> [Problems and tasks]:
**a.** In the pKa forum thread, what does the first answer say a lower pKa indicates?
**b.** Return the passage of the pKa forum thread verbatim, from "Does this mean" to "with a proton.".

> [Excerpt provided]:
○ ○ ○ ○

How do you explain pKa to non-professional?

Question

Let's say we have substance $\ce{A}$, which is mixed with substance $\ce{B}$ to improve shelf-life because $\mathrm{p}K_\mathrm{a}$ of the substance $\ce{A}$ is $7.9$ and in mix the $\mathrm{pH}$ is $5.2$.

Does this mean that in the solution with $\mathrm{pH}$ near $8$ the substance $\ce{A}$ has multiple molecules in neutral state and not dissociate, thus it forms precipitates?

Does $\mathrm{p}K_\mathrm{a}$ mean that most of the molecules of the substance $\ce{A}$ are in nondissociated state? Does lowering $\mathrm{pH}$ in this case causes substance $\ce{A}$ to dissociate?

Are bold parts right? Please explain in plain English without the use of external links.

Answer 1

pKa and pH are related concepts but often confused. pKa is a property of a compound that tells us how acidic it is. The lower the pKa, the stronger the acid. pH is a property of a particular solution that depends on the concentrations and identities of the components.

For this discussion, I'm going to use the terms protonated and deprotonated to mean that a compound is associated or dissociated with a proton.

○ ○ ○ ○

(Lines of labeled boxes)

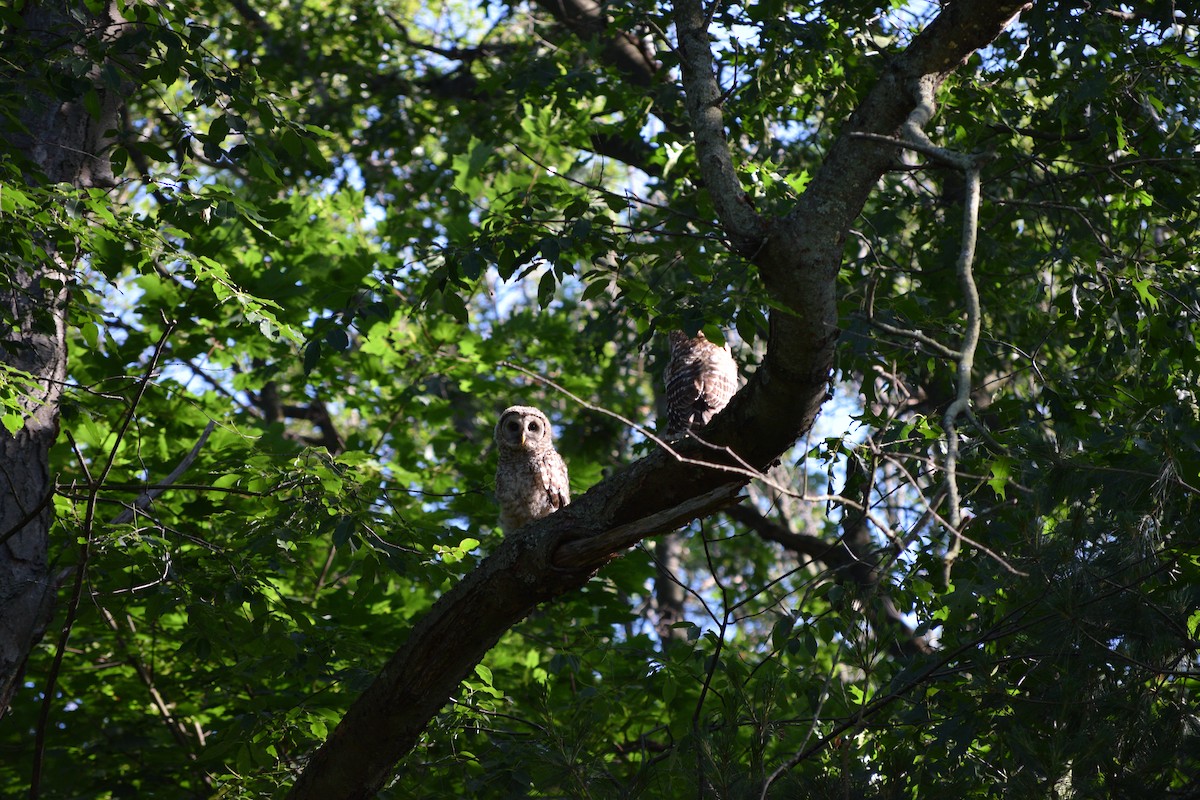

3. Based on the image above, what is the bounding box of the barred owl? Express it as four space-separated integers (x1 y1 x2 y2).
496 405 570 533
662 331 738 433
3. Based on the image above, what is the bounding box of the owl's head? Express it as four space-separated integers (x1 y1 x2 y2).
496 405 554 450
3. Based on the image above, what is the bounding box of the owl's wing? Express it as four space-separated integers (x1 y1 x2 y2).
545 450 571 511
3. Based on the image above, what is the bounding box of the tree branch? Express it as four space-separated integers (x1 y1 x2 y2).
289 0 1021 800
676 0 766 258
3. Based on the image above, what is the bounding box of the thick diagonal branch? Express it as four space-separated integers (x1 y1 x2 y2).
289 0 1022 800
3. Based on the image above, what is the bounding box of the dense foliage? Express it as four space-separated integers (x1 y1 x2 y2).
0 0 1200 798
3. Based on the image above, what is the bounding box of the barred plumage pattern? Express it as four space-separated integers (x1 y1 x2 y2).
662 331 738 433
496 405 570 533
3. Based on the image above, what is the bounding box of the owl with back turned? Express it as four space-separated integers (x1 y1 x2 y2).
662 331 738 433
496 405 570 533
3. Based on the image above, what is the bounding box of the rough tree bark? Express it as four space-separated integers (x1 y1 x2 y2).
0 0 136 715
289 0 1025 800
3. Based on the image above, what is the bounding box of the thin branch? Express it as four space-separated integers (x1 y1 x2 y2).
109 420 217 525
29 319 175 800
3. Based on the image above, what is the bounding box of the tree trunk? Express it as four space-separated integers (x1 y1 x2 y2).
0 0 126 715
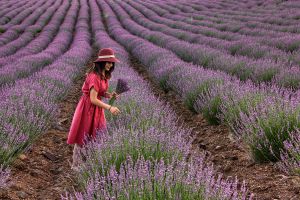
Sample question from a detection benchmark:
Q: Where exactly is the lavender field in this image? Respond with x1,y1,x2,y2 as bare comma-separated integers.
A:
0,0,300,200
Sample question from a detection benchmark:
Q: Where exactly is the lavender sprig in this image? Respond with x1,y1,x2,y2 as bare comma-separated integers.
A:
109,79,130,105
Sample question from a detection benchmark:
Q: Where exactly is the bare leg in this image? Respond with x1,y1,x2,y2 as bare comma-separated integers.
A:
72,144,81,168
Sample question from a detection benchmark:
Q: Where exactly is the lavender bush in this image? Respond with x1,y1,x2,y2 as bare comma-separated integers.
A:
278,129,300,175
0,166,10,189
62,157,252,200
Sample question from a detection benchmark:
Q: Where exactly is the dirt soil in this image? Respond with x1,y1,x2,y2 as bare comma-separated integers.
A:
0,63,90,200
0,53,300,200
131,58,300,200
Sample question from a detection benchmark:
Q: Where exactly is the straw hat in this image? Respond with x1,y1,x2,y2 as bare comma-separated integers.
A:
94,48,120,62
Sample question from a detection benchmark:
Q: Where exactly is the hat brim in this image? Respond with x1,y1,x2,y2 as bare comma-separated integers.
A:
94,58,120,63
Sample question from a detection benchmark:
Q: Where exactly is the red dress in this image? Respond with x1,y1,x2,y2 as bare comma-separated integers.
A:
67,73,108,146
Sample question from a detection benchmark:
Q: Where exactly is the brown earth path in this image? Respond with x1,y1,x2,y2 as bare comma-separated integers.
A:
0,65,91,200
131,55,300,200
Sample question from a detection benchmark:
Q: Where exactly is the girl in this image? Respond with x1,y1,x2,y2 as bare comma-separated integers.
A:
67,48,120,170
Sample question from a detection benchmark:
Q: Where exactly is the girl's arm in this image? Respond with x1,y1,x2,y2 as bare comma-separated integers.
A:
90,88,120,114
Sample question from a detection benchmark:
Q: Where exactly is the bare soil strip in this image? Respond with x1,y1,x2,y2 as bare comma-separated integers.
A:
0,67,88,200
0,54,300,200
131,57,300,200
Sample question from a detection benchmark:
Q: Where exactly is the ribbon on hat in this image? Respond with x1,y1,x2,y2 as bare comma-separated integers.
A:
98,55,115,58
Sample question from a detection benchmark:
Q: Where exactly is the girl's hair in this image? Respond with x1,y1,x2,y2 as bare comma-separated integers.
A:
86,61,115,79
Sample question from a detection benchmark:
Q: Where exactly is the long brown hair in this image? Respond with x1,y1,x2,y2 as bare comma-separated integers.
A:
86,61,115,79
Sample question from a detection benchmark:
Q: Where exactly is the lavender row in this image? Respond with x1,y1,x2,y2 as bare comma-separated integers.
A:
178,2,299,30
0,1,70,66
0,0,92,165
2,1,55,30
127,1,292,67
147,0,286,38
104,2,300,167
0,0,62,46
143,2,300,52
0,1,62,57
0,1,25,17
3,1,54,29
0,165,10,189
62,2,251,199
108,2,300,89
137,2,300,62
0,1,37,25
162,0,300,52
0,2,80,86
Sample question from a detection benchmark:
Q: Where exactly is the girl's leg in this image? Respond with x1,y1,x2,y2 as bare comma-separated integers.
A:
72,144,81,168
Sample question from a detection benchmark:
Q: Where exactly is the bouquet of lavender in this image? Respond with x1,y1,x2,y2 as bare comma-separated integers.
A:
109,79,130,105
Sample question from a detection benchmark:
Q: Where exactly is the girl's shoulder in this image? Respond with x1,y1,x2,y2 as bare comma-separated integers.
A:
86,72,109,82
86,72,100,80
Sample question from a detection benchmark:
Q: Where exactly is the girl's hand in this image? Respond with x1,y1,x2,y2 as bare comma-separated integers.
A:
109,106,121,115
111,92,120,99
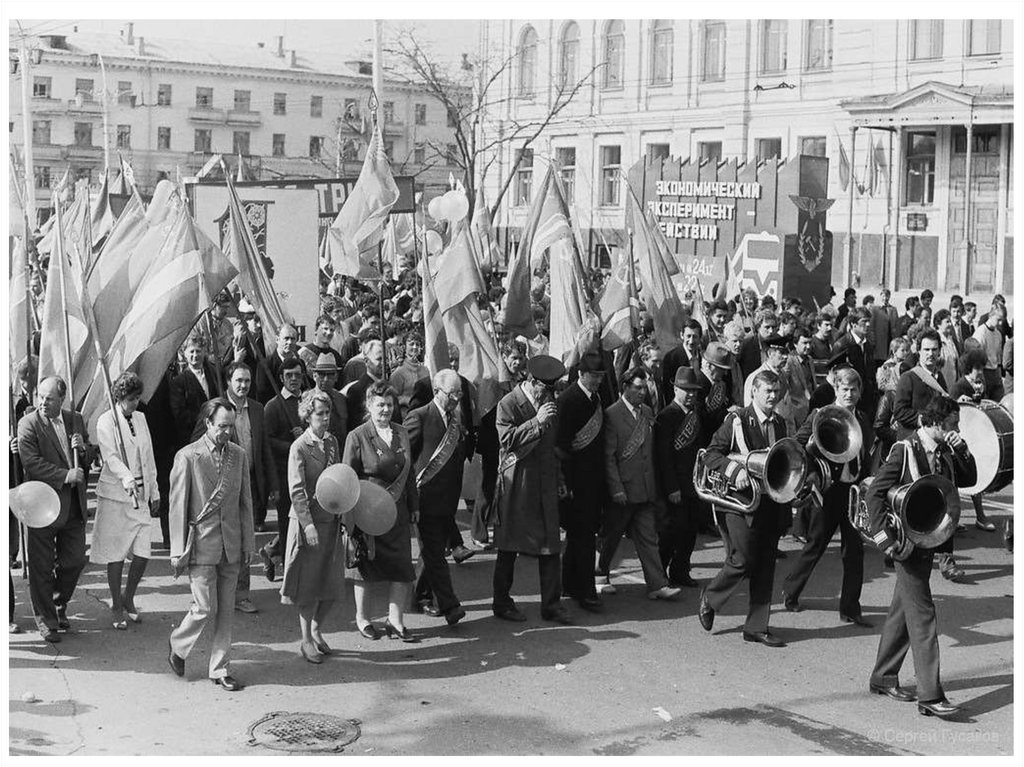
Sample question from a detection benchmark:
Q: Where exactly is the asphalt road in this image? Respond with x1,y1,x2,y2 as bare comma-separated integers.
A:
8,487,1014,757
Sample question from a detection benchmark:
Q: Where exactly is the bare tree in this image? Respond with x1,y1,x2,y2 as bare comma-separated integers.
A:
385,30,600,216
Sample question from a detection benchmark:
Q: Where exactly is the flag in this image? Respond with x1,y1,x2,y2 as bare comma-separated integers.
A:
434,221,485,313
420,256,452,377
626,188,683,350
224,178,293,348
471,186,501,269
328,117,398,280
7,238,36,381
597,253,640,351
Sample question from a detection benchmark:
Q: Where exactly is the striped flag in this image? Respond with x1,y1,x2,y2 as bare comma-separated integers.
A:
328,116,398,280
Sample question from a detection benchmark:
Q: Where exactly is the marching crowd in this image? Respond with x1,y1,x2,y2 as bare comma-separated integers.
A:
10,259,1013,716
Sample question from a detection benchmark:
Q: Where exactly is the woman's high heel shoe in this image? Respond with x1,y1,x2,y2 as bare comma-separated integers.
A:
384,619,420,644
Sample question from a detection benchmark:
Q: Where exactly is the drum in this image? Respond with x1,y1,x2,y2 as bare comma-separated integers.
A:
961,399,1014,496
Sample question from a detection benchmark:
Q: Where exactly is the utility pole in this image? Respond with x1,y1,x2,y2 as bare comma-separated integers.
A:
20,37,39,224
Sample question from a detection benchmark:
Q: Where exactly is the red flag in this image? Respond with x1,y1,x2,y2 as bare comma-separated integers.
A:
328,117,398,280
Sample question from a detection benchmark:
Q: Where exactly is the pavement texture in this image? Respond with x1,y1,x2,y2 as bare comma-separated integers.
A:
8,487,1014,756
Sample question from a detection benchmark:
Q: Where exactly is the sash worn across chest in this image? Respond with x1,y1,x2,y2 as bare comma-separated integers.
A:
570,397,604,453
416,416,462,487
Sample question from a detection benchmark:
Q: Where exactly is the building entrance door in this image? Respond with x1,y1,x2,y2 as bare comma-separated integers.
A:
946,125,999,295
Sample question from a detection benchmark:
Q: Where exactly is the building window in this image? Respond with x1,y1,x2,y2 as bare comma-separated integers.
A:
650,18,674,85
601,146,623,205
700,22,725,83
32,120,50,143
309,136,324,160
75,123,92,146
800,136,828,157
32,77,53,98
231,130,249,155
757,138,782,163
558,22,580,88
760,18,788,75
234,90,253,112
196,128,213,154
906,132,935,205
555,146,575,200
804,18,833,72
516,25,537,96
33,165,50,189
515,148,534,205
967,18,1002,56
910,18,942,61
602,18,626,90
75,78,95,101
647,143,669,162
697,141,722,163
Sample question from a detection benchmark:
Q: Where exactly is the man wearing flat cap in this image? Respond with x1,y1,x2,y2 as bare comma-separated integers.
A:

○ ○ ○ ○

> [Answers by task]:
**a.** A stronger acid.

**b.**
Does this mean that in the solution with $\mathrm{pH}$ near $8$ the substance $\ce{A}$ has multiple molecules in neutral state and not dissociate, thus it forms precipitates?

Does $\mathrm{p}K_\mathrm{a}$ mean that most of the molecules of the substance $\ce{A}$ are in nondissociated state? Does lowering $\mathrm{pH}$ in this case causes substance $\ce{A}$ to dissociate?

Are bold parts right? Please explain in plain English without the use of external links.

Answer 1

pKa and pH are related concepts but often confused. pKa is a property of a compound that tells us how acidic it is. The lower the pKa, the stronger the acid. pH is a property of a particular solution that depends on the concentrations and identities of the components.

For this discussion, I'm going to use the terms protonated and deprotonated to mean that a compound is associated or dissociated with a proton.